- _Quoted passage_:
In 1762 the government awarded Johnson a pension of 300 pounds a year for his services to literature. The pension freed him from the endless hackwork on which he had been forced to labor for so long, giving him financial security at last. A year later he met Boswell for the first time, and in 1764 Johnson’s famous club—known simply as “The Club”—had its initial meeting. Originally proposed by Joshua Reynolds, The Club ultimately included the most distinguished and talented men of the period, among them Goldsmith, Garrick, Edmund Burke, Richard Brinsley Sheridan, Charles James Fox, Adam Smith, and Edward Gibbon. In 1765 Trinity College, Dublin, awarded Johnson an honorary LL.D.

After decades of hardship, life seemed finally to be offering Johnson stability and even some comfort. But the enormous effort and willpower that he had continuously expended to survive and excel had taken a fierce toll. In the early 1760s the same kind of depression and lassitude that had crippled him after leaving Oxford began to recur with increasing severity, and he found himself less and less capable of functioning. By 1764 he was dangerously near to another breakdown, and he would continue in this fragile state for the next few years. With massive effort he managed in 1765 to complete the edition of Shakespeare for which he had contracted with Tonson in 1756. The 18 months stipulated in the contract, overly optimistic by any standards, had stretched to nine years. Despite his grim mental state, the superb preface he wrote for the edition was one of his greatest pieces of literary criticism. Moreover, by the time the work appeared in October 1765, he had already met the friends who would eventually enable him once again to pull himself together and continue.

On January 9, 1765 Johnson’s friend Arthur Murphy introduced him to Henry and Hester Thrale. Thrale was a well-educated and fashionable man with a fortune from the family brewery; his wife was witty, charming, and intelligent. Johnson got along well with them, and they began to see him regularly. Mrs. Thrale was a woman of wide literary interests, who had been composing poems and translations since she was a young girl. Johnson, who was planning to translate Boethius’s Consolation of Philosophy (ca. A.D. 520), immediately involved her in the project. He assigned her to do an ode for each Thursday, when he and the Thrales met for dinner, and he also did some of the odes himself. Still others they worked on together. They stopped abruptly when Johnson discovered that a poor author was engaged in the same work, for he did not want to diminish the other translator’s profits.

- _Dataset excerpt_:
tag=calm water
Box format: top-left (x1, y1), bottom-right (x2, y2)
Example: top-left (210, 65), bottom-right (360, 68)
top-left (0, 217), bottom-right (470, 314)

- _Given exercise_:
Could you copy the Johnson text between "In 1762 the" and "an honorary LL.D.", inclusive, substituting "stipend" for "pension"? The listing is separate material, unconnected to the Johnson text.

- _The reply_:
In 1762 the government awarded Johnson a stipend of 300 pounds a year for his services to literature. The stipend freed him from the endless hackwork on which he had been forced to labor for so long, giving him financial security at last. A year later he met Boswell for the first time, and in 1764 Johnson’s famous club—known simply as “The Club”—had its initial meeting. Originally proposed by Joshua Reynolds, The Club ultimately included the most distinguished and talented men of the period, among them Goldsmith, Garrick, Edmund Burke, Richard Brinsley Sheridan, Charles James Fox, Adam Smith, and Edward Gibbon. In 1765 Trinity College, Dublin, awarded Johnson an honorary LL.D.